EXERCICE PROPOSÉ: Relevez, dans le texte cité, chacune des perversions que Kozo avoue à Oshikaga entre les planches 2 et 3.

TEXTE CITÉ:
Le cycle de la trahison de Kozo aura donc duré cinq épisodes. Habile à ménager les tensions, Cothias aura su éviter les confrontations avec un zèle soutenu dans le tome précédent (le 4). Si l’on y regarde bien, les différents groupes de protagonistes, dans ce tome 4, se croisent, se voient passer, s’observent à peine, se négligent parce qu’ils ont mieux à faire, et l’amnésie très opportuniste de Tchen Qin vient lui ôter beaucoup d’occasions de passer à l’action.

Mais là, dans ce tome 5, la convergence générale des personnages succède aux évitements, et les tensions se résolvent, assez souvent dans le sang et la haine (mais c’est avec ça qu’on fait de bonnes histoires, hein ?).

On craint, dès la première planche, que Cothias ne bégaye : déjà vu, ce « Tigre » qui vient exciter les paysans contre Oshikaga ! Mais on se rassure vite : le soulèvement paysan va se déclarer, et assiéger le château de la boule adipeuse qui leur sert de daimyô. Il est vrai que Kozo a de plus en plus de mal, dans son double rôle de général d’Oshikaga et de « Tigre », à sortir par la porte et à rentrer par la fenêtre en changeant de costume, afin que son absence du château, qui coïncide forcément avec les actions subversives du « Tigre » à l’extérieur, ne puisse commencer à sembler suspecte au supérieur hiérarchique. Surtout que Kozo, à un moment, était réputé mort, qu’Oshikaga le voit subitement se pointer devant lui, l’explication de sa « résurrection » étant plus qu’évasive.

Kozo nous est rendu aussi odieux que possible : ses plans exigent qu’il fasse massacrer les paysans, mais aussi l’armée de samouraïs d’Oshikaga ! Comme si ça ne suffisait pas, un dernier meurtre d’un personnage sympathique précède la confrontation finale du traître avec le héros. Entre les planches 2 et 3, Kozo avoue à Oshikaga trois perversions en quatre vignettes (ça, c’est du rendement !) : être fasciné par l’ennemi, couper la tête d’un émissaire, respecter Oshikaga dans ce qu’il a de plus vicieux... Comme précédemment, il craint Tchen Qin sans grande vraisemblance (« presque aussi fort que moi », planche 11), après nous avoir refait le regard de bête traquée d’un épisode antérieur (planche 10).

Tchen Qin, bon gars, vit son amnésie comme Cothias le lui ordonne, c’est-à-dire un peu n’importe comment, pourvu que ça fasse mousser le récit : planche 5, juste au sortir de considérations bouddhico-shakespeariennes sur le néant et l’irréalité des êtres, il accorde subitement crédit à l’impression que lui fait le rouge du ciel. D’accord, il ne se souvient pas de lui-même (il n’est pas un ours – planche 7 – mais il est toujours un lapin – planche 9), mais il se souvient du sens des couleurs du ciel ! On voit mal ce que Tchen Qin gagne à révéler aux bergers la délicate situation sociale de Mara (planche 8), situation à la faveur de laquelle une rivalité amoureuse se dessine entre Oda et le beau samouraï (planche 9).

LISTE EXTRAITE:
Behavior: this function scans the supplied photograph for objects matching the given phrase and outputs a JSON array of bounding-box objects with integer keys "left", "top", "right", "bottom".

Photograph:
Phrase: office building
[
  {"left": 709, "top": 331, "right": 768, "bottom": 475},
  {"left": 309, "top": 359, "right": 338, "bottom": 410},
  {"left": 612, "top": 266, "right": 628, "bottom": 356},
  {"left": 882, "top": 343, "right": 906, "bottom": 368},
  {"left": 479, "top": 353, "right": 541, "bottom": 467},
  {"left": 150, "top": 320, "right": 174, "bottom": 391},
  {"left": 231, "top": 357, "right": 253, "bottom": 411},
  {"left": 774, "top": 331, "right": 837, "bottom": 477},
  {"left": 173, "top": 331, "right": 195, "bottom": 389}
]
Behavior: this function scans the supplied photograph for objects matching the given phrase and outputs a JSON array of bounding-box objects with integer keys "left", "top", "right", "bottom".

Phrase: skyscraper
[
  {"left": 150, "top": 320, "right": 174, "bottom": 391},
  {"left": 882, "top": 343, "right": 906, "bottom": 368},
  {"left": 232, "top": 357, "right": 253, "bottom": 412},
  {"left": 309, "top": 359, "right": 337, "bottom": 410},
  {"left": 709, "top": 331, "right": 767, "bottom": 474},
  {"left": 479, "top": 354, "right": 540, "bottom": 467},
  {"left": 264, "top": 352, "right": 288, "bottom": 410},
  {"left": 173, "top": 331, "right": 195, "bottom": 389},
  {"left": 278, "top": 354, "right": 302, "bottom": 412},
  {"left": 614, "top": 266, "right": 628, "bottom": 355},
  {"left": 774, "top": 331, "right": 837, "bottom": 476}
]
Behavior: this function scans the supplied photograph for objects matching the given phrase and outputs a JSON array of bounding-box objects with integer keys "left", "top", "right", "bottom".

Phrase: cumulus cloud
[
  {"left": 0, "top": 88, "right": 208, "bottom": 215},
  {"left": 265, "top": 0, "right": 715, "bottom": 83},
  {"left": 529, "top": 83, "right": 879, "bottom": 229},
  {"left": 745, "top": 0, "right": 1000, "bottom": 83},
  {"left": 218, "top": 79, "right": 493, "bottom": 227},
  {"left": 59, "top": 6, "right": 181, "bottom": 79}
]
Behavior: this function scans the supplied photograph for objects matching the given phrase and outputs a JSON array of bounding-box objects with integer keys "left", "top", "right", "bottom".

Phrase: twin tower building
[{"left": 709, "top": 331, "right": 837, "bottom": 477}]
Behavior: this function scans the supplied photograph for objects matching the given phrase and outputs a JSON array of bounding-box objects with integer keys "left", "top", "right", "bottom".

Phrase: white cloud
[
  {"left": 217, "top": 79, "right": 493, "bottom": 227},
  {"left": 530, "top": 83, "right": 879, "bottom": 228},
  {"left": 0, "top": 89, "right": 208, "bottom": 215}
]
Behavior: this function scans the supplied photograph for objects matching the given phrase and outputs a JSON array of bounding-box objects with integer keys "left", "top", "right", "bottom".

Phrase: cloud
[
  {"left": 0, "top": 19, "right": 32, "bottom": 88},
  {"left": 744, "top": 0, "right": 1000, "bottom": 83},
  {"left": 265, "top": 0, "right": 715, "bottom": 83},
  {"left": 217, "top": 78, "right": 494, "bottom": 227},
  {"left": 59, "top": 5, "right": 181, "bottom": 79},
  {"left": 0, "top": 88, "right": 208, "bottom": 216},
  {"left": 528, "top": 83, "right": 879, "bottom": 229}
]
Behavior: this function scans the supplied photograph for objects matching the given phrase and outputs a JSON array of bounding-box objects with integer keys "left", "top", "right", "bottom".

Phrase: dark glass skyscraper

RÉPONSE ATTENDUE:
- être fasciné par l'ennemi
- couper la tête d'un émissaire
- respecter Oshikaga dans ce qu'il a de plus vicieux